## Exercise instructions:
Go through the material line by line and copy each one with the word "below".

## Supplied entries:

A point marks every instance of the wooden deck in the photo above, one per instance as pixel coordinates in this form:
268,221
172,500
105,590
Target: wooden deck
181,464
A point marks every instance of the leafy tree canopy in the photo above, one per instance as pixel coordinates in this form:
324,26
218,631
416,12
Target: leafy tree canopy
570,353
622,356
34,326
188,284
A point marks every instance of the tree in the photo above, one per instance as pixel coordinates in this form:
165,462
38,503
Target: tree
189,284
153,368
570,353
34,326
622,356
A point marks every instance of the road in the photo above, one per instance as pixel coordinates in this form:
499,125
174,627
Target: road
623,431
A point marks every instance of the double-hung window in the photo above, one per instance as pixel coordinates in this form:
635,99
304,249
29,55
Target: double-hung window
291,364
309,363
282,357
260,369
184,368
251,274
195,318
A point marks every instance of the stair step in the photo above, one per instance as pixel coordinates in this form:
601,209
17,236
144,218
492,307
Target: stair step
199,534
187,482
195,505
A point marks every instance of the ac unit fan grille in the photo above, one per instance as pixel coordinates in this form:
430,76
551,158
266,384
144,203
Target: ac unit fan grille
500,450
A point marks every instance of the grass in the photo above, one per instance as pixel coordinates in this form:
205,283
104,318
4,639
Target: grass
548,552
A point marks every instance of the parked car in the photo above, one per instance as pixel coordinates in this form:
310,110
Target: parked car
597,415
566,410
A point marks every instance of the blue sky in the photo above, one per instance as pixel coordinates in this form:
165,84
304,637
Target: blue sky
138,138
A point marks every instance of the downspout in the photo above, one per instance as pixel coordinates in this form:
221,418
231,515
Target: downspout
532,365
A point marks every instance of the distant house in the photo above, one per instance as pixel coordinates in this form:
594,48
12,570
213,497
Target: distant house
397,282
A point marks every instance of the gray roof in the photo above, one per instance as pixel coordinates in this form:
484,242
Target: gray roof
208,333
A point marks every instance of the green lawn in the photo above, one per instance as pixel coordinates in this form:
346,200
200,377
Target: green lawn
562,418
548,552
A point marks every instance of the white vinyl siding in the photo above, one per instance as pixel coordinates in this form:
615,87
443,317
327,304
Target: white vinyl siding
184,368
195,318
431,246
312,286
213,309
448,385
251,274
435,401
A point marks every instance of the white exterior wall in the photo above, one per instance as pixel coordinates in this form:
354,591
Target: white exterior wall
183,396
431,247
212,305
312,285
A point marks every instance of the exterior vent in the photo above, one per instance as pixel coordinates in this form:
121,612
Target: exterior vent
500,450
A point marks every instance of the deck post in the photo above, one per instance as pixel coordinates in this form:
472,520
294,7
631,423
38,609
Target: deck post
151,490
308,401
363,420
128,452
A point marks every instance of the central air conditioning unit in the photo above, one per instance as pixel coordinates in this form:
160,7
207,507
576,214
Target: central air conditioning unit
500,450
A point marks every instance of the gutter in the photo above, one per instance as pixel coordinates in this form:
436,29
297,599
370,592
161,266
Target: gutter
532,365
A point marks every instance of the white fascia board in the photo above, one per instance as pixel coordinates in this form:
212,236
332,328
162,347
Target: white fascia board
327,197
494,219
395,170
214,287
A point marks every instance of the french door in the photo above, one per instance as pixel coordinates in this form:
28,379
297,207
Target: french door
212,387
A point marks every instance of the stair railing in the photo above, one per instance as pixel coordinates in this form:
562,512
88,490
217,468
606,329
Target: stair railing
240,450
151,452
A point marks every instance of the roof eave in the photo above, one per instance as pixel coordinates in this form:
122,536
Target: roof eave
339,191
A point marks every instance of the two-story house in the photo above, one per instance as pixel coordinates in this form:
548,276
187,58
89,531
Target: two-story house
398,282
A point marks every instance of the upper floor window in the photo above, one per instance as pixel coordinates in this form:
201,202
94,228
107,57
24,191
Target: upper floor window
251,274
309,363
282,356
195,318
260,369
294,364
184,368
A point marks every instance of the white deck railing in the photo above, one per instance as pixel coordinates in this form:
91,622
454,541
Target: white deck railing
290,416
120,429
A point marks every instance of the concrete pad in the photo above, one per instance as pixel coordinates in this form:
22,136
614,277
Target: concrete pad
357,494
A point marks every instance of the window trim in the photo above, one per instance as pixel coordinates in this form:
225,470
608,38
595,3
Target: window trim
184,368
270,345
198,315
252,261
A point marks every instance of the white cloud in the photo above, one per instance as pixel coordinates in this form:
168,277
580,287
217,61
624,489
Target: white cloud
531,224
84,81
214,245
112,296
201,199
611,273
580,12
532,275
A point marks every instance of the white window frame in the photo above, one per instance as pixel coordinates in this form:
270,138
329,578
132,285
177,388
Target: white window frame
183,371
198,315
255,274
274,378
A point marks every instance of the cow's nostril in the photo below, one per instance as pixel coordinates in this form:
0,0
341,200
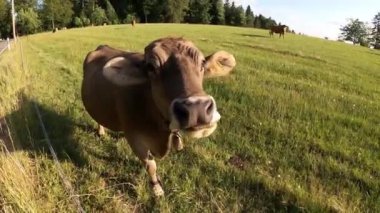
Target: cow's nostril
181,112
209,107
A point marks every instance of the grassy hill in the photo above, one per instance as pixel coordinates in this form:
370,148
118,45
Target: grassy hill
300,128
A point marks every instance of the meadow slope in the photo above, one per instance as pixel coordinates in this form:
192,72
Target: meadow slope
300,128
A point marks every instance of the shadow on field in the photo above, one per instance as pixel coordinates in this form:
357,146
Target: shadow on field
252,35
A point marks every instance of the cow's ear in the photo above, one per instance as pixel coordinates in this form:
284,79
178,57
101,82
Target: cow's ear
122,71
219,64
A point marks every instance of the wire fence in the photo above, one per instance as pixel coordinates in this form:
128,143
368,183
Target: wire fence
67,185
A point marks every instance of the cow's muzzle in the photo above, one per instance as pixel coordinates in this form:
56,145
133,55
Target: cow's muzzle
196,115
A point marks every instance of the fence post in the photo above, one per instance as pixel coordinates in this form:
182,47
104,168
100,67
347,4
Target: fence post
9,44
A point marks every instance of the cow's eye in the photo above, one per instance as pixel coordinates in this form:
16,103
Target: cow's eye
151,69
203,65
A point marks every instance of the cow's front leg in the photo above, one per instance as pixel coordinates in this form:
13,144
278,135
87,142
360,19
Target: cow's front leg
154,179
101,130
176,141
146,158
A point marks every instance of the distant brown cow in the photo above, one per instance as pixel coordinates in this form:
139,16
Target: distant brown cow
153,97
133,22
278,29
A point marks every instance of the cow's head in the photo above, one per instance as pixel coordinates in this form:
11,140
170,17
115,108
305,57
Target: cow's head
175,69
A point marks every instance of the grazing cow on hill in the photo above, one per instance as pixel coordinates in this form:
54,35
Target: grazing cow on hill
278,29
153,97
133,22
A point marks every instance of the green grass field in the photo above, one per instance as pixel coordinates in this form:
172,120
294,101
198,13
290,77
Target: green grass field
300,128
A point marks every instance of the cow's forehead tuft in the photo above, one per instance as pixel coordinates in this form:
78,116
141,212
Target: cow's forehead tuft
165,47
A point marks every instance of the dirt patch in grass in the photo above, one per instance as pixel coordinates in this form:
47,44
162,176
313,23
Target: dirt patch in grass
238,162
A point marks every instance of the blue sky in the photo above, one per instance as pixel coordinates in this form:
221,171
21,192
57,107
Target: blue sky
316,18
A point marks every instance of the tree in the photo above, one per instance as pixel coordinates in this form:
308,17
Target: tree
376,31
27,21
198,12
175,10
249,17
227,13
238,15
355,31
25,4
217,12
111,13
99,16
58,13
78,22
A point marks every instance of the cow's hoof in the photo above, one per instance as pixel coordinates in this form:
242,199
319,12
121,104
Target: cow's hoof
177,141
158,191
101,131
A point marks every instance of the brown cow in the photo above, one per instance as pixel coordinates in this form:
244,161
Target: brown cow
153,97
278,29
133,22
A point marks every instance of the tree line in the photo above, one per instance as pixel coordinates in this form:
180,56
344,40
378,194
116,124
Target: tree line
42,15
362,33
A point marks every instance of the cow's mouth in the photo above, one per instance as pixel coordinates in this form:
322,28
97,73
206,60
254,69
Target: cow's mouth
200,131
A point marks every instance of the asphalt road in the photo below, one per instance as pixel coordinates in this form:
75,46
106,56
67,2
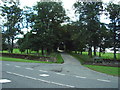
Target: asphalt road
71,74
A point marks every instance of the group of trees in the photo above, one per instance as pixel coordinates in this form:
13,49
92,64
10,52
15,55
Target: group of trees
47,31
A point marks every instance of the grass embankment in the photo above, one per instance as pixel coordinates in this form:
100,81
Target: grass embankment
105,55
16,51
81,58
104,69
21,60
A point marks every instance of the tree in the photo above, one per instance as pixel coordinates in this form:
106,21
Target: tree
114,15
13,15
47,23
90,18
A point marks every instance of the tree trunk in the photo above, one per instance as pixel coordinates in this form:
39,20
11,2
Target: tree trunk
42,50
94,50
27,51
115,53
100,50
81,52
9,46
12,45
90,51
48,51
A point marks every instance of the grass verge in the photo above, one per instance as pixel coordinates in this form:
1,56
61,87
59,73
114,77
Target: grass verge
21,60
105,69
81,58
57,55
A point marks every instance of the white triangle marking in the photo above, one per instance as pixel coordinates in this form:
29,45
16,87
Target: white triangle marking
44,75
4,80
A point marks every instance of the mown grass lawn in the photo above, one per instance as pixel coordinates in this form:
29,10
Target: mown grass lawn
58,57
105,69
21,60
105,55
17,51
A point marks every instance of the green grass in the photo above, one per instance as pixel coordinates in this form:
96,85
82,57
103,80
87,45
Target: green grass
58,57
17,51
21,60
104,56
81,58
105,69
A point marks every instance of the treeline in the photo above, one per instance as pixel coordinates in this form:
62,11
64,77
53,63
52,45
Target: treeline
48,31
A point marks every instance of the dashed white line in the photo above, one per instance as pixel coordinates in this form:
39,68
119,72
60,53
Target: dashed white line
30,77
60,73
103,80
70,86
4,81
43,71
8,64
17,66
80,77
63,84
29,68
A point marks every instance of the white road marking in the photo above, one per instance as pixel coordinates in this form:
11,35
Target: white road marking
8,64
103,80
29,68
17,66
63,84
80,77
4,80
30,77
60,73
43,71
44,81
41,80
44,75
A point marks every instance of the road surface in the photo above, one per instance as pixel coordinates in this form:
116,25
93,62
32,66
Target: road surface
71,74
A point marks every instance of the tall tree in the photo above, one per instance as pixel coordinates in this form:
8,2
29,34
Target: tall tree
13,14
89,15
47,23
114,15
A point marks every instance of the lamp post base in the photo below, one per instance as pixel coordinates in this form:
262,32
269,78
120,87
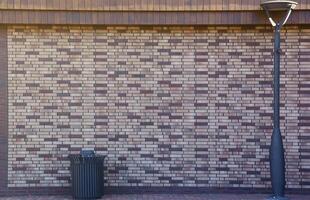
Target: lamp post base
277,198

## Result of the task:
A point marks every instance of the cow's nostril in the photo below, one per instance as pixel coordinates in this form:
A point marks every instance of the asphalt road in the photo below, one per instance as pixel coordinates in this form:
A point marks every instance of the lamp post base in the photo below, one per instance as pixel coordinates in this form:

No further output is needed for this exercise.